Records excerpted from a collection

"""

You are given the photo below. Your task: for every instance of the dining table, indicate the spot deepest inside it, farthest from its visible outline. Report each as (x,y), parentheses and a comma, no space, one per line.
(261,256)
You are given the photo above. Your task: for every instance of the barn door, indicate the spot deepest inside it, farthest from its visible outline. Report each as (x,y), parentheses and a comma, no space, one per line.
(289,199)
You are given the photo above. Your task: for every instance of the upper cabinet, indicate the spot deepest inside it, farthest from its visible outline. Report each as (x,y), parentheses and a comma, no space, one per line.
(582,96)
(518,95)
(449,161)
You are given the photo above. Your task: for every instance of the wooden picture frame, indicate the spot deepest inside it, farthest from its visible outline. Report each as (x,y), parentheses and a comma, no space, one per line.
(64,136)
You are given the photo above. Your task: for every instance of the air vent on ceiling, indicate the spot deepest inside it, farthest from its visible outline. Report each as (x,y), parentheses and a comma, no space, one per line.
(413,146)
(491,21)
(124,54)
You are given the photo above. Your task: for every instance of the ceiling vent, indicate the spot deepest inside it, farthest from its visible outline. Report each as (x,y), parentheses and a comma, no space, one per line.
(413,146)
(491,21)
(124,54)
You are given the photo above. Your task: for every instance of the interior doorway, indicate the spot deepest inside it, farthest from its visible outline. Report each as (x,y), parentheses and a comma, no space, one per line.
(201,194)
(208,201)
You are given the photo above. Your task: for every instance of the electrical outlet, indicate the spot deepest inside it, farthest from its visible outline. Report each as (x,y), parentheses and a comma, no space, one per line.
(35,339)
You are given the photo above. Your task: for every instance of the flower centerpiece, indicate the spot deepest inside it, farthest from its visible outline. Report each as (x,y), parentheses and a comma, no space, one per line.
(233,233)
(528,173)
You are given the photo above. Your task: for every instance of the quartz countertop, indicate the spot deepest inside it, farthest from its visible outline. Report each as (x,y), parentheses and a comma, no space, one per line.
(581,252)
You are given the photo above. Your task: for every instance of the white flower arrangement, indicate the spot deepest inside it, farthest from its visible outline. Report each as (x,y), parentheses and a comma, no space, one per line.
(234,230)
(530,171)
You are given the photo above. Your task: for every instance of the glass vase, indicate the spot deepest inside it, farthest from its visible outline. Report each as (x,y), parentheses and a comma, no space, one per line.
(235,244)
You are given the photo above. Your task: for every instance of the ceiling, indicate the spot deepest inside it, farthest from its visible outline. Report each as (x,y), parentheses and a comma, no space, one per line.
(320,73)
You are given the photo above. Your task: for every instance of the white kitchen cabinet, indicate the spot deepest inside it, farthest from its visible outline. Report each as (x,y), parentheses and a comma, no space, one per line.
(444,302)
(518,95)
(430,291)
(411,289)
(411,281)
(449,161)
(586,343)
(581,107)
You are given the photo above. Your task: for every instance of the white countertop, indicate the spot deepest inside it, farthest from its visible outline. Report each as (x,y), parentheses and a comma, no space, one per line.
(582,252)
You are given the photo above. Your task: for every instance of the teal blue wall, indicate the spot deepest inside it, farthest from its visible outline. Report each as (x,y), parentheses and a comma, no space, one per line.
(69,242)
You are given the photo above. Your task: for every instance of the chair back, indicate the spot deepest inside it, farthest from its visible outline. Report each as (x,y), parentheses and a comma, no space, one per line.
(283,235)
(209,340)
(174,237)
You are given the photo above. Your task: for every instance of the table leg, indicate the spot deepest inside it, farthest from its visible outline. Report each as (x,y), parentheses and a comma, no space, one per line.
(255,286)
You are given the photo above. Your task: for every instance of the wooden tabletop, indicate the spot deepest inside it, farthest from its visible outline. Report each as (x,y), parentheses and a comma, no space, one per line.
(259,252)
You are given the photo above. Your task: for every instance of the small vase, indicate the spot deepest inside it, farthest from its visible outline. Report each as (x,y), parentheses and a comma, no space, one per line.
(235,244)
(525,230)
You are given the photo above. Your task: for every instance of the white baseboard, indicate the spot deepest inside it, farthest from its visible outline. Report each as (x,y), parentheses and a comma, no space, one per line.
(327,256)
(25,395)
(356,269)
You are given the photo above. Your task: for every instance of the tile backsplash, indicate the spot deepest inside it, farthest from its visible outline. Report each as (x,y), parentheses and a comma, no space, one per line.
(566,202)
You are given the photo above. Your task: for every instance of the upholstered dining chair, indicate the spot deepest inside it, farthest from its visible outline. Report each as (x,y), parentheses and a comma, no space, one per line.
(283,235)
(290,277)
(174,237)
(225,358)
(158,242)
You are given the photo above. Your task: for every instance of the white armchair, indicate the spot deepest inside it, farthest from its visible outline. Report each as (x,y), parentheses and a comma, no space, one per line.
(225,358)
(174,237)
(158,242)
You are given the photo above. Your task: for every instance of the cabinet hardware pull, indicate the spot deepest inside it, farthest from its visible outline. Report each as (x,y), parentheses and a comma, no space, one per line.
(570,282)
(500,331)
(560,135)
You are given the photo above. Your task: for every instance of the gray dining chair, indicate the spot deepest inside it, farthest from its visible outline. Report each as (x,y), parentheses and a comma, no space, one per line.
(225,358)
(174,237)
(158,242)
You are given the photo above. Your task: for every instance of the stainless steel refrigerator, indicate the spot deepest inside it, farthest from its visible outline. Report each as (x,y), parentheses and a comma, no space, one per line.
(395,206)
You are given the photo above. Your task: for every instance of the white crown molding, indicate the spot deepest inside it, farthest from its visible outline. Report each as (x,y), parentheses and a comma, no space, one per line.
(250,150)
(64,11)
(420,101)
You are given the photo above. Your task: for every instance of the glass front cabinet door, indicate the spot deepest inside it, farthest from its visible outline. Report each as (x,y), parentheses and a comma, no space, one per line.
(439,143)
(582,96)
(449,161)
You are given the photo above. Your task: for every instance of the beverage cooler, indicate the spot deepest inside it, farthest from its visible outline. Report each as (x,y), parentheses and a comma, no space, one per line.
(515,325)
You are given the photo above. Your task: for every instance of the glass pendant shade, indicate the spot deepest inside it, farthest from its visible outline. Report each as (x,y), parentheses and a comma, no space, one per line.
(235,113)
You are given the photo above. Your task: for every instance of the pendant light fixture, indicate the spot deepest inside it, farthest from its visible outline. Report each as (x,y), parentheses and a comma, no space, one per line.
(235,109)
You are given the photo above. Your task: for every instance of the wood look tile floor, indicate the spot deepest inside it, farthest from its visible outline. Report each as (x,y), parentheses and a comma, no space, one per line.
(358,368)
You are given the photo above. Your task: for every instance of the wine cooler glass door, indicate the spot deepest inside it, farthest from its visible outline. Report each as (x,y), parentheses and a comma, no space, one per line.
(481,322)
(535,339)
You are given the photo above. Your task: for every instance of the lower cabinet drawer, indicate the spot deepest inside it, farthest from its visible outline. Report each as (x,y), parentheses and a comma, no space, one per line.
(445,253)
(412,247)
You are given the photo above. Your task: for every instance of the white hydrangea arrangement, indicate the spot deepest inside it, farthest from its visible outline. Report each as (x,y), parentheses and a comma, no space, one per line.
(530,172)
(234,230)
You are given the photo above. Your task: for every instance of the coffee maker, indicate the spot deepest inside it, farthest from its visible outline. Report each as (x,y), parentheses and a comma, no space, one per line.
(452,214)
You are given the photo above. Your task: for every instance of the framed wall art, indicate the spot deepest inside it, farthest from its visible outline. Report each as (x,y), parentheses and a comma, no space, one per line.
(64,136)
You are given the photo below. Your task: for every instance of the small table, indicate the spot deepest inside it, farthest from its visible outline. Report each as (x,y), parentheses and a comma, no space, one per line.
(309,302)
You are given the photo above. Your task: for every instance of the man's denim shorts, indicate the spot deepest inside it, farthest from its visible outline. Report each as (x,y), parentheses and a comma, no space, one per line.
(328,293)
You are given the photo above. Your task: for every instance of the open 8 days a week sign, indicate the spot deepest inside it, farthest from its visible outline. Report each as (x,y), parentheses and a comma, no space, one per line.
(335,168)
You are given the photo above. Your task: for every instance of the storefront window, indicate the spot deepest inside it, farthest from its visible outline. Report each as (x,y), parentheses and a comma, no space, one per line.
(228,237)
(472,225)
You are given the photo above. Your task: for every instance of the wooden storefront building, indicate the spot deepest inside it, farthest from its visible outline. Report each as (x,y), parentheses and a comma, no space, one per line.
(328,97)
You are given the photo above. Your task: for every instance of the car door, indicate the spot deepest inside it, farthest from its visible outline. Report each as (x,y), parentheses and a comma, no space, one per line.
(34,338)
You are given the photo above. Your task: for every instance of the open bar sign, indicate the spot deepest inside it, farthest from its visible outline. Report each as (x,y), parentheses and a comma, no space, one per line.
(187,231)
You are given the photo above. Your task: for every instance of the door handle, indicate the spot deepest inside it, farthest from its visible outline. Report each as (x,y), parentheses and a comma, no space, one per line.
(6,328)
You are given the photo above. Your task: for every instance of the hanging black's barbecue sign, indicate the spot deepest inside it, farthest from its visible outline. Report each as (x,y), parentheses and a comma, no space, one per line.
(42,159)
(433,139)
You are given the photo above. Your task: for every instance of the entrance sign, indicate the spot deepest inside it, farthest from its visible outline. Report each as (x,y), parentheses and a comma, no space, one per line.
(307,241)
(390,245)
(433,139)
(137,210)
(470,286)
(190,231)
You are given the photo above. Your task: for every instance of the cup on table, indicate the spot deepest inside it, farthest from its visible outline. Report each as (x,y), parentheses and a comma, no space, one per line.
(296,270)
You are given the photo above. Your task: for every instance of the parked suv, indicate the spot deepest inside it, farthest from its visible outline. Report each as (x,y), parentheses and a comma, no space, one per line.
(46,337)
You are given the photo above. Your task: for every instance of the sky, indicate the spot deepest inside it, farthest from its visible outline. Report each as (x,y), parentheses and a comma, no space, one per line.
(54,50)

"""

- [Exercise description]
Using the material above, reproduce exactly the line that contains "of the entrance" and all lines after it through the last one, and only those.

- [The result]
You are given the photo above. Your task: for every instance of the entrance sign, indicate the spot deepest inside it, farthest from its visible outline. Report each as (x,y), parentheses and a comma, no space, one per line.
(307,241)
(390,245)
(433,139)
(137,210)
(470,286)
(190,231)
You are given the photo above. Your task: for every instance of the cup on table, indicate the spot deepest inside it, farthest from its visible outline. Report each as (x,y), parentheses and a comma, no space, one per line.
(296,270)
You are given the photo above. Your task: for every instance of the parked suv, indicate the spot deepest inside it, farthest from its visible outline. Report each as (x,y), parentheses and a comma, no space, one per line.
(46,337)
You are given the photo above. Your task: for every instance of the sky, indicate the spot deepest inside it, farthest from its visible outline. Report each as (x,y), parentheses and a comma, no space, one per line.
(54,50)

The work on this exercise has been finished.